Given task 1. In the passage on the history of rowing, how many oarsmen was the typical Viking ship equipped for?
Given task 2. Extend the passage on the history of rowing, picking up right after its last sentence.

Text to read.
:::

Like running, rowing was a means of survival long before it was a sport. The Greeks rowed, the Phoenicians rowed, and the Vikings rowed, as a means of transportation and as the primary method of maneuvering during war on the seas. Viking ships from one thousand years ago have been unearthed (they were used in burials) and reconstructed. The typical Viking ship was equipped for 30 oarsmen. A single square sail was used, but only when a tailwind prevailed. So, the legacy of piracy and plundering of the Vikings was made possible, in part, by the speed of attack they could achieve in their rowing ships.

Rowing as a sport was initiated on the River Thames. Professional watermen competed in the Doggett Coat and Badge Race. “Gentlemen” began competing in 1829 with the Oxford-Cambridge race. The Henly Regatta was started in 1839. Competitive rowing crossed the Atlantic and the Yale-Harvard race was introduced on the Charles river (Boston) in 1852. Rowing was the first organized collegiate sport in the United States, complete with its own governing body. Today, collegiate rowing in the U.S. remains independent of the NCAA. International championships were first arranged in 1893, and remain under the direction of the Federation International des Societes d’ Aviron (FISA).

International rowing (and collegiate rowing) competitions are standardized at 2000 meters. United States and international Masters rowing chmpionships are contested over a distance of 1000 meters. At the elite level, 2000 meter races require between 5’20” and 7.5 minutes depending on boat type. Masters age-group championship races are contested over 1000 meters and last between 2’50” and 5 minutes depending on boat type and age of the contestents (age 27 to 80+). Other forms of competitive rowing include “head racing” in time trial fashion over a course of about 5 kilometers, as well as ocean rowing. Ocean rowing competitions range from “around the island” races that are popular in Scandinavia to the “Race across the Atlantic,” a 5000 kilometer race for two person teams initiated in 1997. Rowing among islands and scurries has even formed the basis for row-orienteering competitions.

:::

Extracted records.

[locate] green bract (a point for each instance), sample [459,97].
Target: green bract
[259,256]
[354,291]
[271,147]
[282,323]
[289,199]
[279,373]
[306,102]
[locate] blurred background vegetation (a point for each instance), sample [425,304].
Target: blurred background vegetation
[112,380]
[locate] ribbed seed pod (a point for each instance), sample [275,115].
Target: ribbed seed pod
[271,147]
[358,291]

:::

Written answer 1. 30 oarsmen.

Written answer 2.
Rowing is divided into distinct disciplines: “sweep” rowing, where each oarsman handles one oar, and “sculling”, where he uses two smaller oars. Sweep-oared races are contested in 2, 4, and 8 person boats. Sculling races are contested in single, double and four man shells. Steering in sweep oared boats is accomplished with the use of a movable rudder handled by either a coxwain (coxed events), or the rower in bow or stroke seat using a foot-controlled rudder. One and two man sculling shells are steered by changing pressure on the right or left oar. The four person sculling shell is typically controlled with a foot rudder operated by the person rowing in bow (with a contribution from oar pressure changes by the crew only when the bowman screws up!). International rowing is contested in two weight categories for men and women, lightweight and open. Lightweight oarsman are restricted to a body weight of 72.5 kg (men) and 59kg (women). The average weight of the open class (heavyweight) in international competition is about 92 kg (200 lbs) and 79 kg (173 lbs) respectively.